Thus they “are emissaries from an imperilled ecosystem.” They are also what we have long wished to be — free masters of the air. Predators like us, yet uncanny, somehow unknowable, these raptors appear enviably self-sufficient. They have been finely tuned by evolution over 60 million years to prevail in sometimes dramatically specific niches thanks to fabulous adaptations. To hunt in the dark they developed the astonishing auditory acuity Darlington calls “earsight,” sometimes aided by dish-shaped faces that direct sound to the hypersensitive ears. Their feathers are constituted to mute the noise of air turbulence, while special vertebral accommodations permit the near-total head rotation that makes them appear so magnetically odd.

Perhaps Darlington, like Macdonald before her, understands at a deeper level than most the perilousness of a highly specialized predator in a world of rampant habitat destruction. One simple event in the life of a loved one, or the environment, can begin a cascade of effects that may end in tragedy. Darlington notes that barn owls, for example, are perfectly equipped to be swift and stealthy hunters of grasslands rodents, but they pay for it with “a body mass index so precarious that if an owl does not make a kill for more than a few days it can quickly starve.” Also, fewer barns and grasslands? No nesting spots and no voles. Having evolved to successfully inhabit such restricted locales also presents the difficulty of continued survival for some owls. In Darlington’s Devon neighborhood, the synecdoche for global habitat destruction is the arrival of a sign in a soon-to-be-former farm field: “Site Acquired for Development.”

== == ==

■ **Problems and tasks**
1. In the passage on owls, what term does Darlington use for the auditory acuity owls developed to hunt in the dark?
2. Write the next part of the passage on owls, picking up after its last sentence.
These entries have no connection to the passage on owls.

Point labeling data from photos:
== == ==

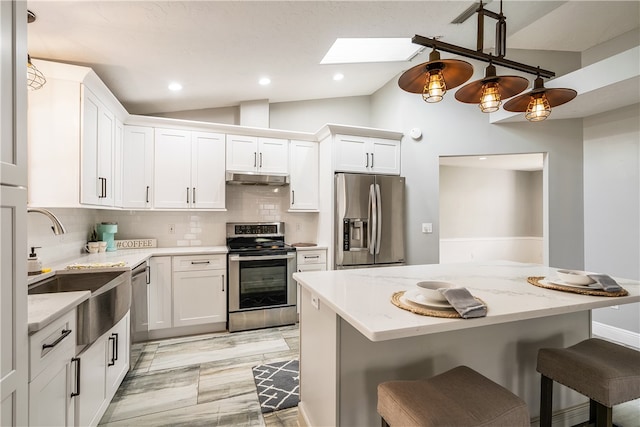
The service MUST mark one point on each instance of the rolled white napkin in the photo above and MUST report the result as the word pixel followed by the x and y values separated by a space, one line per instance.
pixel 464 303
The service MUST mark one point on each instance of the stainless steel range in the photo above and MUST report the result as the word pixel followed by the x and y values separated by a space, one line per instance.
pixel 262 292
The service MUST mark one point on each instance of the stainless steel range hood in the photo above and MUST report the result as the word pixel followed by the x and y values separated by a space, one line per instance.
pixel 240 178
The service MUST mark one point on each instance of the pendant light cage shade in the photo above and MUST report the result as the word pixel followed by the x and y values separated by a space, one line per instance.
pixel 538 109
pixel 527 103
pixel 434 87
pixel 432 79
pixel 35 78
pixel 491 89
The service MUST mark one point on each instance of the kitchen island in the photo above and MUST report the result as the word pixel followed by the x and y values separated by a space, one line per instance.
pixel 352 337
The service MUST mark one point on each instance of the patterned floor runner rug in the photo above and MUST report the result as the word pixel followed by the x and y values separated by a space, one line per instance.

== == ==

■ **Answers to the problems**
1. "Earsight."

2.
So do contemporary books about the wonders of nonhuman nature hinge on a built-in tension of opposing emotions: the elation of discovery and the foreboding of imminent grief. We know whatever amazements the book delivers are vanishing even as we read them. It’s like finding out about Houdini’s existence from his obituary.

For some, it has become almost too painful to read popular natural science. All right, it’s often too painful for me.

It is mainly the extra-scientific glitter that rescues the modern-day reader from despair, especially when applied with Darlington’s reserve. These sparing flights of poetic prose raise a shiver. The nocturnal tawny owl is so rarely seen, its disembodied cry seems to be “the voice of night itself.” Of a class of schoolchildren encountering a captive burrowing owl named Murray, “Such is the delight and amazement, it is as if we have thrown the windows open and snow is suddenly falling inside the room.”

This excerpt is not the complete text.